■ **Given instruction 1**:
Reproduce everything in the post on the Jesuit missions to China from "The robes were habitable because familiar: the" down to "the empty land!).".
■ **Given instruction 2**:
In the post on the Jesuit missions to China, what did Matteo Ricci say his new scholar's robes were similar to?

■ **Document**:

Showing posts with label chidester. Show all posts
Showing posts with label chidester. Show all posts

Saturday, September 5, 2009

Can I wear your clothes? (missions and alienation)

Portrait of Nicolas Trigault in Chinese Costume, by Peter Paul Rubens, 1617

The early Jesuit missionaries to China translated themselves into the native garb. As a religious order, they first wore buddhist robes, projecting an image as new, religious messengers. The first missionary, Michele Ruggieri (1543-1607) made the decision, saying, "Now the robes are being cut and soon we will be made into Chinese" (quoted in __Journey to the East__ by Liam Matthew Brockey, p. 33). The robes, however, were soon dropped, as the missionaries decided on a new image: as educated literati. The Buddhist monks were not as socially powerful as Ruggieri imagined; his first companion, Matteo Ricci, donned the outfit of a mandarin scholar (of Confucius), and even grew out his hair and beard so as to allay himself more closely with this educated and socially powerful class. When describing his new costume, Ricci declared that the robes were "very similar to what the Venetians use in Venice" (43).

The robes were habitable because familiar: the missionaries could see themselves in those clothes. The robes were habitable because the Chinese were habitable: soon we will be made into Chinese. Not so different. Literate. Educated. Hierarchically organized. A different experience from the Africans. Primitives. Without proper clothing, proper society, or proper religion. Not even the inverse, but the absence: a human void (quick, take the empty land!).

■ **Dataset content**:

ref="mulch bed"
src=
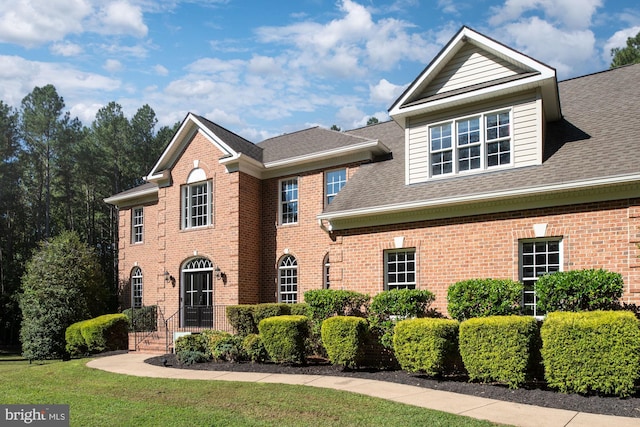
[146,354,640,418]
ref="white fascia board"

■ **Answer 1**:
The robes were habitable because familiar: the missionaries could see themselves in those clothes. The robes were habitable because the Chinese were habitable: soon we will be made into Chinese. Not so different. Literate. Educated. Hierarchically organized. A different experience from the Africans. Primitives. Without proper clothing, proper society, or proper religion. Not even the inverse, but the absence: a human void (quick, take the empty land!).

■ **Answer 2**:
He said they were very similar to what the Venetians use in Venice.